EXCERPTED RECORDS →
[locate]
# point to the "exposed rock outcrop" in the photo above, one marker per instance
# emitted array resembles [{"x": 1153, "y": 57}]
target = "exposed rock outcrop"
---
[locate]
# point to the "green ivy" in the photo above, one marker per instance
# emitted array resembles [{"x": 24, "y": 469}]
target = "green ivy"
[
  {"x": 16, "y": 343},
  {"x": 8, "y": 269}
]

THE TASK → Every line in the data above that contains the word "instance" should be copied.

ANSWER SPACE →
# point to the "exposed rock outcrop" in the photo above, one marker per instance
# point to the "green ivy" in the photo above, one marker per instance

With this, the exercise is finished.